PROBLEM DETAILS ::
Count the lines in the records below that contain the string "black", treating case as significant, and give only the number.

[Object location annotation data]

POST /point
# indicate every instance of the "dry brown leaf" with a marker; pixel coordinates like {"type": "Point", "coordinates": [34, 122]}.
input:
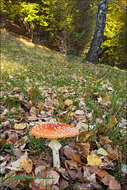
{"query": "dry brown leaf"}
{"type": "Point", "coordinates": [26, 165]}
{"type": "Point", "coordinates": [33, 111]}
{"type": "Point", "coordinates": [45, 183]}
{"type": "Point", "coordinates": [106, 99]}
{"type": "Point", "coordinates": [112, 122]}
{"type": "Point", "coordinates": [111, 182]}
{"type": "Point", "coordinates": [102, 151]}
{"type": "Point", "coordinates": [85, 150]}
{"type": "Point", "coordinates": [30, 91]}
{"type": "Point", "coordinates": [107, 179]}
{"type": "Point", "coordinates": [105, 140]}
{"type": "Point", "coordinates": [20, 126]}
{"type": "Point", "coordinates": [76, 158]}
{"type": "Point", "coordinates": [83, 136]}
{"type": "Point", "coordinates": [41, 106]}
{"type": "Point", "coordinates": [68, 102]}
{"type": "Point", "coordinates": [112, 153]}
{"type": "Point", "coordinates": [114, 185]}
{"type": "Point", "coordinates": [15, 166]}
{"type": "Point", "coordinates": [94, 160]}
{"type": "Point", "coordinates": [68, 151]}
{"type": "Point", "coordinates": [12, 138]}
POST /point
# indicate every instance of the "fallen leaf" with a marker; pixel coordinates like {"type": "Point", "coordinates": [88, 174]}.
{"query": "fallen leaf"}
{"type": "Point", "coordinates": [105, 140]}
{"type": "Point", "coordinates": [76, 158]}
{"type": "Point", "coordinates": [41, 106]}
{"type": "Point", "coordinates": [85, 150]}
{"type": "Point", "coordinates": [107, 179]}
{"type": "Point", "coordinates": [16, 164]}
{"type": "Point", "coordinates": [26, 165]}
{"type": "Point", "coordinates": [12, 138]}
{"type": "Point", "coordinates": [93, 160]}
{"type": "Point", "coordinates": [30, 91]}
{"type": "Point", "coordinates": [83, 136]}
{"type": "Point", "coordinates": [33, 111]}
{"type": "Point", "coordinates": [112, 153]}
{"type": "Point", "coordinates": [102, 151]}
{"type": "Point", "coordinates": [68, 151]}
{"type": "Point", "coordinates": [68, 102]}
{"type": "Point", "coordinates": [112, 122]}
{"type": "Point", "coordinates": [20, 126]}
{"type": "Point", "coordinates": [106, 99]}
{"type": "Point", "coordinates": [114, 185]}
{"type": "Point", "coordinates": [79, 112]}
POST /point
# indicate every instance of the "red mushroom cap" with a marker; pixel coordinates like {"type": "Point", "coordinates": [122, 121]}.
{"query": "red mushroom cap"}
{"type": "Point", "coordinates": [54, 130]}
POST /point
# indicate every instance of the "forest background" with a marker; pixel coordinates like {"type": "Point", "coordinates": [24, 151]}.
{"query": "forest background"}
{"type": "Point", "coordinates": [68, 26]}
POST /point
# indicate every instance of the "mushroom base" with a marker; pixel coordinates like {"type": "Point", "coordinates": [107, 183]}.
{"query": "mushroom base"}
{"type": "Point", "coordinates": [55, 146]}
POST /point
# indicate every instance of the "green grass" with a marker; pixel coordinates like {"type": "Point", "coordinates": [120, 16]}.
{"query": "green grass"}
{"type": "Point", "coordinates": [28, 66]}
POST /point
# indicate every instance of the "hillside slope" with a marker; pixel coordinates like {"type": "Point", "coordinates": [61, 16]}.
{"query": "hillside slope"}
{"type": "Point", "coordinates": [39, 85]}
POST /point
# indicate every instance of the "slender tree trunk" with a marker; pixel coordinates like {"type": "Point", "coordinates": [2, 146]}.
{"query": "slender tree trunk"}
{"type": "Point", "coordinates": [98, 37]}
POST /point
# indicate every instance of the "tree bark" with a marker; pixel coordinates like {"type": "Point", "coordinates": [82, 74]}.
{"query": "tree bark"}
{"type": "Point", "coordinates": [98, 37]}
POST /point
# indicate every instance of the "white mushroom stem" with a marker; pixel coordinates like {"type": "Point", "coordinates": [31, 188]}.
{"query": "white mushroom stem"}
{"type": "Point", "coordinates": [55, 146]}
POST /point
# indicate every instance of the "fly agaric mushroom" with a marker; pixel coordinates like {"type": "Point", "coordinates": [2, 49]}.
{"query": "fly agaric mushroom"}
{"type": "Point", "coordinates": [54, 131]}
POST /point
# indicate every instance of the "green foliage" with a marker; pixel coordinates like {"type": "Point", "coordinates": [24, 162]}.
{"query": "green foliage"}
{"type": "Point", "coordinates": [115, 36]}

==

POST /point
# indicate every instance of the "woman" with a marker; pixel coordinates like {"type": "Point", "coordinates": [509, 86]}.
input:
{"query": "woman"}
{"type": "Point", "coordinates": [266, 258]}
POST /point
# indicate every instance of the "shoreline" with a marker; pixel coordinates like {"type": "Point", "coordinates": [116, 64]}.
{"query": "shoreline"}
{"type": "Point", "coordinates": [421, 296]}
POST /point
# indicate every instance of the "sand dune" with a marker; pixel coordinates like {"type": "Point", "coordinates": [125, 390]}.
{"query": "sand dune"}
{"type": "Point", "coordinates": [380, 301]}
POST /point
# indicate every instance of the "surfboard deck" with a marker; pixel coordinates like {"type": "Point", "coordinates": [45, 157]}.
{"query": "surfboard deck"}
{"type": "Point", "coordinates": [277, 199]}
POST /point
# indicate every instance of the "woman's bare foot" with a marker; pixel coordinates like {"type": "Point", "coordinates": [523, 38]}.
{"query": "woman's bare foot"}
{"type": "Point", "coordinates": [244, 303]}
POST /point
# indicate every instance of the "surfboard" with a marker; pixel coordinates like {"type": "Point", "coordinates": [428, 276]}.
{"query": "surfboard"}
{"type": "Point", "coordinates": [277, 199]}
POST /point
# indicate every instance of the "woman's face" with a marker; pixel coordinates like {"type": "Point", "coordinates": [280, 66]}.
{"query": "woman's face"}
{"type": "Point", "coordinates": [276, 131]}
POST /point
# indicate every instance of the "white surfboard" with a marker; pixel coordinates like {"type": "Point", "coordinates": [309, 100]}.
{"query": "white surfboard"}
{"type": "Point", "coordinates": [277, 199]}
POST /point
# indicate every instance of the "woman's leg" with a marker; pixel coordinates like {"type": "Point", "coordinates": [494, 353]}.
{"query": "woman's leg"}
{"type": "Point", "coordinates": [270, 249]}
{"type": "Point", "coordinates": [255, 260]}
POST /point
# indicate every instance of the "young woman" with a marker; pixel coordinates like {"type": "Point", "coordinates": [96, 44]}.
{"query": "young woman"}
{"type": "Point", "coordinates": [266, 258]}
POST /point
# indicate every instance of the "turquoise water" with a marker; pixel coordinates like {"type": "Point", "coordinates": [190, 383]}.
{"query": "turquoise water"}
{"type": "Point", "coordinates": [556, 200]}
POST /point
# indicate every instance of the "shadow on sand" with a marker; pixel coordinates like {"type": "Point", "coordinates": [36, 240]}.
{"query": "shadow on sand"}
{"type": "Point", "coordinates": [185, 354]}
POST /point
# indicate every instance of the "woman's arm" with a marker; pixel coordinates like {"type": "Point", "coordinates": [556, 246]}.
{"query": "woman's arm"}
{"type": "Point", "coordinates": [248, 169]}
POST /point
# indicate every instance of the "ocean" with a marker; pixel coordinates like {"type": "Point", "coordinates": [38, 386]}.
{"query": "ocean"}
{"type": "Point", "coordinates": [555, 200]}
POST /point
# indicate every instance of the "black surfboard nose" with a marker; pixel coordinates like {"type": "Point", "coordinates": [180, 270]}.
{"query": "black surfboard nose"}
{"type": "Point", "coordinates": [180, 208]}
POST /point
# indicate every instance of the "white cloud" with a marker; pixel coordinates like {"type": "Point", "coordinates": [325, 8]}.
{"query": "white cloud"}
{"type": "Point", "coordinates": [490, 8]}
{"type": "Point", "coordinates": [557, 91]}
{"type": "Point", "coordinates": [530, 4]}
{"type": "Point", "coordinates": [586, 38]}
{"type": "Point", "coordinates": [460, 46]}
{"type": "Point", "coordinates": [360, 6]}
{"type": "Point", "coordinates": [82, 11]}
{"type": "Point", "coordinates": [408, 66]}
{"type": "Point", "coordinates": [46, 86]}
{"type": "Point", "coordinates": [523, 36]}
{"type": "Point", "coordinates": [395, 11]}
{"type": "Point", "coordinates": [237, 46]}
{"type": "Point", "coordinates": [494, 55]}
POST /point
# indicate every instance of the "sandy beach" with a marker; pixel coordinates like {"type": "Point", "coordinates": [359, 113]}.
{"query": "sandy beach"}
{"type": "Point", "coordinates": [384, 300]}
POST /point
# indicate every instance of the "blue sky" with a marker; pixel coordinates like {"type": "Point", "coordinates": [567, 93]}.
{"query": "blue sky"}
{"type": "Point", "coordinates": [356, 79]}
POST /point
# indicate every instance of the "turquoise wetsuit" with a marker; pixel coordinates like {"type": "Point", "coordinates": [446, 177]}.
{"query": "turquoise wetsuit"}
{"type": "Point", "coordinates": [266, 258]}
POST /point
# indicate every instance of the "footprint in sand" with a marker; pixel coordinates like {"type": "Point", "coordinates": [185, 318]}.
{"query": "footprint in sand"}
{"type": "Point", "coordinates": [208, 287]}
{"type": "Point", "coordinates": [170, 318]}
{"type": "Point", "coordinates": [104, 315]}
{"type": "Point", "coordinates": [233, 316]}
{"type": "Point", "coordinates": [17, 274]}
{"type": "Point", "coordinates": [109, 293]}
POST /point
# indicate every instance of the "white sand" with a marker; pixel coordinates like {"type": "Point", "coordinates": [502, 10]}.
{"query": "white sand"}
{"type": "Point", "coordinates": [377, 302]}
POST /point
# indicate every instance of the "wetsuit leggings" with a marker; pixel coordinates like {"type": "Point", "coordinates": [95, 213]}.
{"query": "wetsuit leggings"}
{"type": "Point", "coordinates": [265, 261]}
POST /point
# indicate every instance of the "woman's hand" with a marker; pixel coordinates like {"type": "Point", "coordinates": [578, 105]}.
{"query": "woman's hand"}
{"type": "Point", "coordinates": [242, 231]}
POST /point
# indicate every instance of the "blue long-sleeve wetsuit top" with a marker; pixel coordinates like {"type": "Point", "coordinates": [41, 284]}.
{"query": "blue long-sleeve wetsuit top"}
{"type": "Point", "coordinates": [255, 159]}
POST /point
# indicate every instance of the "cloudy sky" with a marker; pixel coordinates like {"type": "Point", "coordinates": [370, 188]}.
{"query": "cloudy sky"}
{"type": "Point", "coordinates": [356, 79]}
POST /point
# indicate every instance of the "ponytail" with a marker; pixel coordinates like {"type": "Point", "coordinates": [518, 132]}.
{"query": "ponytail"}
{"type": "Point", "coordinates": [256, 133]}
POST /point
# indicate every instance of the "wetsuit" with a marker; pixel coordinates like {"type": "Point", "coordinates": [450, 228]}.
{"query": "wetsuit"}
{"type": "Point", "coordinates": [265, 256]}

EXPECTED ANSWER ::
2